**** RECORDS PROVIDED
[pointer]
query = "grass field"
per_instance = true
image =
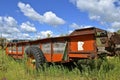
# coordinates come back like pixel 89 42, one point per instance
pixel 11 69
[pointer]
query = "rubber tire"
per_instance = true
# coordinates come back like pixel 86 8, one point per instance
pixel 37 54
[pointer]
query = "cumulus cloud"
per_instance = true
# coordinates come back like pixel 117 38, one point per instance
pixel 48 17
pixel 8 25
pixel 44 34
pixel 28 27
pixel 76 26
pixel 105 11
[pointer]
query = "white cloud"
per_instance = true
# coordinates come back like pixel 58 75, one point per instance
pixel 48 17
pixel 116 25
pixel 44 34
pixel 101 10
pixel 8 25
pixel 28 27
pixel 76 26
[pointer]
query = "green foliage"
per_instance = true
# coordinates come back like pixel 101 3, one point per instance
pixel 109 69
pixel 118 31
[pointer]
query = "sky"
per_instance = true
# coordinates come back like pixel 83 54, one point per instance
pixel 34 19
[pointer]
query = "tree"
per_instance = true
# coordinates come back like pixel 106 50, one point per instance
pixel 118 31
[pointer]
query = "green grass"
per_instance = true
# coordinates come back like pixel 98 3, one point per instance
pixel 11 69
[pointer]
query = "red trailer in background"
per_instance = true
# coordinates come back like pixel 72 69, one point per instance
pixel 80 44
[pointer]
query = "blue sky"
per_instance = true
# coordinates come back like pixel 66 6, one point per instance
pixel 32 19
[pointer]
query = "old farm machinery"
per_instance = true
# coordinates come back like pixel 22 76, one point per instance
pixel 80 44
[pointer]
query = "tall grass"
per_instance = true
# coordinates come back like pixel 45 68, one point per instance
pixel 109 69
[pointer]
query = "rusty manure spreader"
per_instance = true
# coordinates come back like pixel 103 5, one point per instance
pixel 87 43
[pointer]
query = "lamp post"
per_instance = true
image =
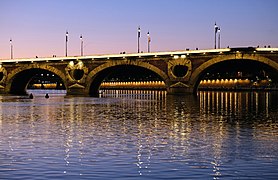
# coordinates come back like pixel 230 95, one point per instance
pixel 11 45
pixel 215 32
pixel 67 34
pixel 218 37
pixel 81 48
pixel 149 40
pixel 138 40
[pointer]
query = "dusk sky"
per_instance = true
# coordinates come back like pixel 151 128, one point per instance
pixel 38 27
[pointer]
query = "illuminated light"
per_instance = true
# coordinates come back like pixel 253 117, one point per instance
pixel 71 63
pixel 80 64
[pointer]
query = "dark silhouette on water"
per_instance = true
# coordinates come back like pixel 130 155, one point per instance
pixel 31 96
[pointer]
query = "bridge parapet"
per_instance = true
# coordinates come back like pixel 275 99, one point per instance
pixel 180 70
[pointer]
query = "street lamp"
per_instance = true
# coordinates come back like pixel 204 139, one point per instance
pixel 139 30
pixel 218 37
pixel 149 40
pixel 215 32
pixel 11 45
pixel 67 34
pixel 81 41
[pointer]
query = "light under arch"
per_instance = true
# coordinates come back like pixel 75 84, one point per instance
pixel 94 73
pixel 240 57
********
### ASSIGNED TASK
Print the records word for word and exclude any picture they hold.

### RESPONSE
[pointer]
query = "grass field"
per_instance = true
image =
# coordinates come back like pixel 89 42, one point per instance
pixel 11 69
[pointer]
query = "rubber tire"
per_instance = true
# coordinates come back like pixel 86 8, one point per instance
pixel 37 54
[pointer]
query = "cumulus cloud"
per_instance = true
# coordinates come back like pixel 117 38, one point per instance
pixel 48 17
pixel 8 25
pixel 44 34
pixel 28 27
pixel 76 26
pixel 105 11
[pointer]
query = "white cloud"
per_instance = true
# coordinates come back like pixel 58 75, one point per instance
pixel 48 17
pixel 116 25
pixel 44 34
pixel 101 10
pixel 8 25
pixel 28 27
pixel 76 26
[pointer]
query = "green foliage"
per_instance = true
# coordinates come back like pixel 101 3, one point per instance
pixel 109 69
pixel 118 31
[pointer]
query = "sky"
per_instance = true
# coordinates come back like pixel 83 54, one point per instance
pixel 34 19
[pointer]
query = "tree"
per_instance = true
# coordinates come back like pixel 106 50, one point per instance
pixel 118 31
[pointer]
query = "green grass"
per_instance = true
# coordinates come back like pixel 98 3, one point per instance
pixel 11 69
[pointer]
query = "red trailer in background"
per_instance = true
# coordinates come back like pixel 72 69, one point per instance
pixel 80 44
[pointer]
query = "blue sky"
per_instance = true
# coordinates come back like pixel 66 6, one point per instance
pixel 32 19
[pointer]
query = "old farm machinery"
per_instance = true
# coordinates come back like pixel 22 76, one point per instance
pixel 80 44
[pointer]
query = "tall grass"
per_instance = true
# coordinates come back like pixel 45 68, one point per instance
pixel 109 69
[pointer]
query = "rusty manure spreader"
per_instance = true
# coordinates come back like pixel 103 5, one point per instance
pixel 87 43
[pointer]
query = "lamp post"
per_instance = true
image =
# coordinates come back like pixel 230 95, one point per instance
pixel 11 45
pixel 215 32
pixel 67 34
pixel 218 37
pixel 81 48
pixel 149 40
pixel 138 40
[pointer]
query = "dusk sky"
per_instance = true
# coordinates come back like pixel 151 128, one point per instance
pixel 38 27
[pointer]
query = "illuminated light"
per_instance = true
# coordinates come back like pixel 253 117, one point per instance
pixel 71 63
pixel 80 64
[pointer]
query = "dark silhouette on water"
per_instance = true
# coordinates come back like pixel 130 155, one point per instance
pixel 31 96
[pointer]
query = "bridge parapet"
per_instance = true
# coordinates come back like pixel 275 99, one point per instance
pixel 180 70
[pointer]
query = "street lamp"
per_instance = true
# coordinates come back like pixel 204 139, one point per instance
pixel 139 30
pixel 218 37
pixel 149 40
pixel 215 32
pixel 11 45
pixel 67 34
pixel 81 41
[pointer]
query = "light under arch"
per_instance = true
# coordinates come back like pixel 75 84, one point per instance
pixel 94 73
pixel 240 57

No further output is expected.